* **WHAT TO PRODUCE**: Can you quote the podcast reflection on worship below word for word, from "Everyone worships, all" to "things we say."?

* **PROVIDED PASSAGE**:
-------
Podcast episode two: Worship

Reflection

Everyone worships, all the time. Sometimes it’s not difficult to tell what, or who, someone worships. I once traveled with two different people in turn. The first spoke of their work in investment banking - describing some canny share purchases, and speaking with pride of a son-in-law thriving in business. The second had taken early retirement and was studying papyrology (Google it!). He enthused about books he’d read, and delighted that his nephew was doing well at university.

What did these two people worship? It seemed that one worshiped wealth and the other learning. For ‘worship’ is the act of declaring the worth of something. We all worship, because each of us has things we value, or futures to which we aspire. We worship by the way we spend our time, or the things we say.
-------
* **GIVEN DATA**:
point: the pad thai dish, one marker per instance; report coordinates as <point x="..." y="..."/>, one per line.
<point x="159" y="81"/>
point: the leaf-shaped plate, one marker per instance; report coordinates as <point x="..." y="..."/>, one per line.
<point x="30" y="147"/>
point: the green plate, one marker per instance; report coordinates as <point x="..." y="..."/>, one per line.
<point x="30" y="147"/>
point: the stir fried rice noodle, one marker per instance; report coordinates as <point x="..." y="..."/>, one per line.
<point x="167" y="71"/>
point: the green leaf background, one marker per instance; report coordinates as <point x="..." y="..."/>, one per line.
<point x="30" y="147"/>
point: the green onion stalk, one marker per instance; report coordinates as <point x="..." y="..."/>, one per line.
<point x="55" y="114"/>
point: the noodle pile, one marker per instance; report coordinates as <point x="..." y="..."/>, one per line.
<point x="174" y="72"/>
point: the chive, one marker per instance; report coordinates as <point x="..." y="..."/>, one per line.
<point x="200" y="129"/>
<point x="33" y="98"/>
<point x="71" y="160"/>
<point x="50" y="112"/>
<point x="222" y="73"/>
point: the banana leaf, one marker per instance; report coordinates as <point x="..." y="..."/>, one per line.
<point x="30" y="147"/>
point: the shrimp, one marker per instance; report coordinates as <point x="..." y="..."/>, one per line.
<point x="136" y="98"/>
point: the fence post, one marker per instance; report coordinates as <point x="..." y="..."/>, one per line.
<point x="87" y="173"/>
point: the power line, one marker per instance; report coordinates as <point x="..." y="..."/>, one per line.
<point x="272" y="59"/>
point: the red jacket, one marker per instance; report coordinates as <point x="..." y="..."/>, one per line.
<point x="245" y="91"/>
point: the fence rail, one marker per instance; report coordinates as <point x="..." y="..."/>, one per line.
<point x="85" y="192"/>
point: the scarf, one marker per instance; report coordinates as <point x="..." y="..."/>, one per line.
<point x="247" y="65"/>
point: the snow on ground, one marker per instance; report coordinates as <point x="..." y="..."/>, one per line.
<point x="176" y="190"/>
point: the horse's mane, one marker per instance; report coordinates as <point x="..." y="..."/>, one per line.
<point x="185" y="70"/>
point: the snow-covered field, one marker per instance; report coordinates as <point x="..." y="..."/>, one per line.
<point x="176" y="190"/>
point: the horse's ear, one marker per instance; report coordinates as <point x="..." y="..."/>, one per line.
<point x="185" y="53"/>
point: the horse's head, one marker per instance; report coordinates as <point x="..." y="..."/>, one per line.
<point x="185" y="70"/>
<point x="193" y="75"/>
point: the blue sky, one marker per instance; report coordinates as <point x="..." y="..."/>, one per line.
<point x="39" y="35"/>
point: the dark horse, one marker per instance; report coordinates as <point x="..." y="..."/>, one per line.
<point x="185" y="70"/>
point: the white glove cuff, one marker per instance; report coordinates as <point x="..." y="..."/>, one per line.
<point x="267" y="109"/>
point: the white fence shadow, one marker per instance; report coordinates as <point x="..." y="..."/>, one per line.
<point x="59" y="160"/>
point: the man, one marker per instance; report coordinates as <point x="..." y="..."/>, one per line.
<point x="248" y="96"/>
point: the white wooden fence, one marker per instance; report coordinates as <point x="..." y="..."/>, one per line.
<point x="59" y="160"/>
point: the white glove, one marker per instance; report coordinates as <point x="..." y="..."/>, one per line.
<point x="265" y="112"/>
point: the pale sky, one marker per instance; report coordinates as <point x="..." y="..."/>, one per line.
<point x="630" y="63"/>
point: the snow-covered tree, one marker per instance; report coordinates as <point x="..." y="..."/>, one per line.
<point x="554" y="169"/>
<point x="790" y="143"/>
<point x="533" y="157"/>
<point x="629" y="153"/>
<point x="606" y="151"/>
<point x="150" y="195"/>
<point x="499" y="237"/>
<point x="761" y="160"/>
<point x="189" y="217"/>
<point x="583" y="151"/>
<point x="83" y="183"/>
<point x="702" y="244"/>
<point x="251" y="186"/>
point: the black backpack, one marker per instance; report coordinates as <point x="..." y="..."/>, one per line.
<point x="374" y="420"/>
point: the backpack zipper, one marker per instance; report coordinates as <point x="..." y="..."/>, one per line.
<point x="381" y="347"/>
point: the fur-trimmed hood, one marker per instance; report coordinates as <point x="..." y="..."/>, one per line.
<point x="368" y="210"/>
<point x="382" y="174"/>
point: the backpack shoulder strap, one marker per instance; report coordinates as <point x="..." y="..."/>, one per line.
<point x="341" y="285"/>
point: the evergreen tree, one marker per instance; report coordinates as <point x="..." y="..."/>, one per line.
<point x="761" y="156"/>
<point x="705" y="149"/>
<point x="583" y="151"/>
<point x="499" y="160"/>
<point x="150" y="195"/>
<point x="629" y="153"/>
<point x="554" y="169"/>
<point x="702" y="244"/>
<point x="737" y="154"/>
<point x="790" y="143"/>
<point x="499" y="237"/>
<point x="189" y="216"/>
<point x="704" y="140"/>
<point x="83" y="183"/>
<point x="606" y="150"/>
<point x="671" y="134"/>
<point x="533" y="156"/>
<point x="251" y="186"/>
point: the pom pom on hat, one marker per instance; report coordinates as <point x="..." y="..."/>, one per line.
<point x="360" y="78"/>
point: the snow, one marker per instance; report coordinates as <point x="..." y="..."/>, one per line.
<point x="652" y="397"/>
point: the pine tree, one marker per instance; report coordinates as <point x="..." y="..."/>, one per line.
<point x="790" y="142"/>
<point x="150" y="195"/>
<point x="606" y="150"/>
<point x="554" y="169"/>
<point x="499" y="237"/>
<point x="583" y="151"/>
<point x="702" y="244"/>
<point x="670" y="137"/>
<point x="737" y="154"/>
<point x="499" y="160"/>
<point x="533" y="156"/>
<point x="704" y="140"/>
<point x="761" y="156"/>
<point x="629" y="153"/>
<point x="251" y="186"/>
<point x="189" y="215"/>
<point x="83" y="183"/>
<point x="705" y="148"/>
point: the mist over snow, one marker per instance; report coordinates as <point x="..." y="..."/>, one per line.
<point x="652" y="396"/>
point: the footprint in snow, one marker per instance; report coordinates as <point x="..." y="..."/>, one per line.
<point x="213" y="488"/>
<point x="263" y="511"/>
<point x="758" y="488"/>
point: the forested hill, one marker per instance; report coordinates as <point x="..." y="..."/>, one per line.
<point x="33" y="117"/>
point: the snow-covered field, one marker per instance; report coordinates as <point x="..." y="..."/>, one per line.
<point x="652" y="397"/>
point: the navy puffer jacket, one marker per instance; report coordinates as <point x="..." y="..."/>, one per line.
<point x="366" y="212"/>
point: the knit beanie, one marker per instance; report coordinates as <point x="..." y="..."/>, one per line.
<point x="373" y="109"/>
-------
* **TASK OUTPUT**:
Everyone worships, all the time. Sometimes it’s not difficult to tell what, or who, someone worships. I once traveled with two different people in turn. The first spoke of their work in investment banking - describing some canny share purchases, and speaking with pride of a son-in-law thriving in business. The second had taken early retirement and was studying papyrology (Google it!). He enthused about books he’d read, and delighted that his nephew was doing well at university.

What did these two people worship? It seemed that one worshiped wealth and the other learning. For ‘worship’ is the act of declaring the worth of something. We all worship, because each of us has things we value, or futures to which we aspire. We worship by the way we spend our time, or the things we say.